— Task details —
Return the lines running from the start of the rows through the line containing "[[[268,152],[268,170],[275,170],[275,152]]]", both ends included, reproducing them exactly and leaving the pictures out of the answer.
# Extracted data start
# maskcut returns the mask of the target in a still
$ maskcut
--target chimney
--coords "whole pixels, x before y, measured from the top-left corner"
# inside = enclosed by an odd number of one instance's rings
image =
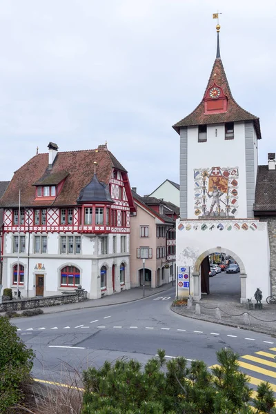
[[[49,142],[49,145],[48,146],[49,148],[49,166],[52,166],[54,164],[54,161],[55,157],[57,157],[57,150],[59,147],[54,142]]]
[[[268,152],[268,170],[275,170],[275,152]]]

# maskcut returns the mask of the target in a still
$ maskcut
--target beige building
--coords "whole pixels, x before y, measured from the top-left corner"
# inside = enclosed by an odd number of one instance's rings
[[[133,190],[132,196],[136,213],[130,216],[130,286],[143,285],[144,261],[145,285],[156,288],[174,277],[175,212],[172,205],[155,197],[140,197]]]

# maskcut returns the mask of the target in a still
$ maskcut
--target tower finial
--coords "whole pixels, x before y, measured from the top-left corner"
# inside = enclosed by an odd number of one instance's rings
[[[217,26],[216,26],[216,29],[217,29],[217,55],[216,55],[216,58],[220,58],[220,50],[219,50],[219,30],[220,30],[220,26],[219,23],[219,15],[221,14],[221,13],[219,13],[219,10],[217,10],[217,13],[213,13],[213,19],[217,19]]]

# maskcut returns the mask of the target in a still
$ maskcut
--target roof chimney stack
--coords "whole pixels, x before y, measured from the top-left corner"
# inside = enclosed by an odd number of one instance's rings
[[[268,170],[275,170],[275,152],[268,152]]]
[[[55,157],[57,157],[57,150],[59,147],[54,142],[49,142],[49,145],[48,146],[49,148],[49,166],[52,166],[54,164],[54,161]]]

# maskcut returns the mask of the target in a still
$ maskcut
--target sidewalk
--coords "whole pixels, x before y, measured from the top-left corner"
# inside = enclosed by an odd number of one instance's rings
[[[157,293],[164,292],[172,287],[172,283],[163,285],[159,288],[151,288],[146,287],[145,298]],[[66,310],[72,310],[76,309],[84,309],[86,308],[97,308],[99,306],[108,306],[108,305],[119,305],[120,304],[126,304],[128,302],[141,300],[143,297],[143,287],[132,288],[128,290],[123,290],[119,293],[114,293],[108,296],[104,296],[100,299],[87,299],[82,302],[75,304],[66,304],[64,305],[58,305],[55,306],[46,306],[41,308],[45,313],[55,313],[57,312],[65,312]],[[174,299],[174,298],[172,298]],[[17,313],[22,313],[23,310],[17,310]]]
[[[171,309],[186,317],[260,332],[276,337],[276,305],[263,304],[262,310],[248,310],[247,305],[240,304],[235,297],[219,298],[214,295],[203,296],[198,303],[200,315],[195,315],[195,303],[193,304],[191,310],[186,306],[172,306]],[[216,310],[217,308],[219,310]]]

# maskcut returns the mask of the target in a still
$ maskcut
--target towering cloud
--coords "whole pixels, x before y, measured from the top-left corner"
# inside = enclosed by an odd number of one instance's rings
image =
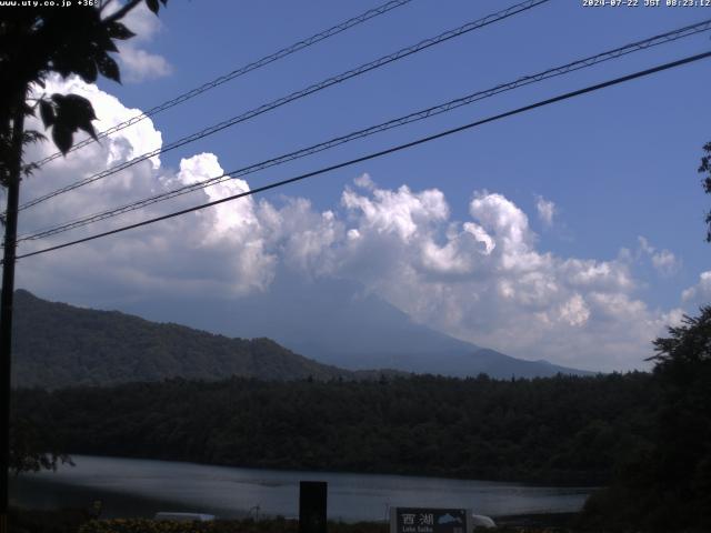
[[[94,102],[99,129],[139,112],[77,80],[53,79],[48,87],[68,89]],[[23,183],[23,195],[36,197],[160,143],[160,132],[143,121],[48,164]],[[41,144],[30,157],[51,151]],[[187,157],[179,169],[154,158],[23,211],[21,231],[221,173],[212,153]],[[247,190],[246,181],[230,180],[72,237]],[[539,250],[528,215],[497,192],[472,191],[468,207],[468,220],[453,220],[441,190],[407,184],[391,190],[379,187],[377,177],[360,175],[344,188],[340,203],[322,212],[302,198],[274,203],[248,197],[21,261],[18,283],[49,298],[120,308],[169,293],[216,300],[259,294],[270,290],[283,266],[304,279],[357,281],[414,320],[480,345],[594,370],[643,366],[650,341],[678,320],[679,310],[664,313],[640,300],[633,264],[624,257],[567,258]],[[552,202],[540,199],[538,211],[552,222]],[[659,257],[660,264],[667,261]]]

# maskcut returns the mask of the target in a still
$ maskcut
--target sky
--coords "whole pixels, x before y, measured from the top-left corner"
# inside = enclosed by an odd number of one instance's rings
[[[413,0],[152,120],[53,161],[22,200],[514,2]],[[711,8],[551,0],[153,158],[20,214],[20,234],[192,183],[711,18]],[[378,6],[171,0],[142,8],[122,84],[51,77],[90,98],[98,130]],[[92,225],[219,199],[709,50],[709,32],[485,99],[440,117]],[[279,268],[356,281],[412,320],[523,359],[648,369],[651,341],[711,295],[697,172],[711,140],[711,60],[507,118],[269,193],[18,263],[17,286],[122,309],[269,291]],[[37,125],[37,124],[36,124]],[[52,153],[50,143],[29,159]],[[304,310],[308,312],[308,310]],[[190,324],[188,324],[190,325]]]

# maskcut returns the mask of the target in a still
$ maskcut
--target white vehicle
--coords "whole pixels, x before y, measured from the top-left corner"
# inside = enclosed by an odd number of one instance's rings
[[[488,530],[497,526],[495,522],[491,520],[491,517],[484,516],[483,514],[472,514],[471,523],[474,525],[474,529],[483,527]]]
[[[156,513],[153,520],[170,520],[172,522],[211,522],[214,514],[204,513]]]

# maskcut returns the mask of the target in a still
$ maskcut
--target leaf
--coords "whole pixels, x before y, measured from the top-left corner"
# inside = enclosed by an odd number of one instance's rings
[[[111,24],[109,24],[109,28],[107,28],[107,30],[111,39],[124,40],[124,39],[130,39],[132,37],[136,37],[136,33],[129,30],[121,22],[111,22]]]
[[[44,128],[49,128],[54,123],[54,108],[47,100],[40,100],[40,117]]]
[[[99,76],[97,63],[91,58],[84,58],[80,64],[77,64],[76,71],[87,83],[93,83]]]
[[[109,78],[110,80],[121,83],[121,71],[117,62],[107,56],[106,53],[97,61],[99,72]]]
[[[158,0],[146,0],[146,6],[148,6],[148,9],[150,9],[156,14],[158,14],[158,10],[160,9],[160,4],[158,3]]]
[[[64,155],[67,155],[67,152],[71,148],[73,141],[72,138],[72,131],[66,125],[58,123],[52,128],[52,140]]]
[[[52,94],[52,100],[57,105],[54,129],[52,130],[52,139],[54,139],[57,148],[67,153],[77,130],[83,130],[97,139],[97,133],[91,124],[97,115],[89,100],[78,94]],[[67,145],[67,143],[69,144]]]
# Extracted data end
— Solution to this problem —
# maskcut returns the mask of the target in a still
$ maskcut
--target chimney
--coords "whole pixels, x before y, measured from the top-left corner"
# inside = enclosed by an odd number of one instance's rings
image =
[[[49,142],[49,145],[48,146],[49,148],[49,166],[52,166],[54,164],[54,161],[55,157],[57,157],[57,150],[59,147],[54,142]]]
[[[268,152],[268,170],[275,170],[275,152]]]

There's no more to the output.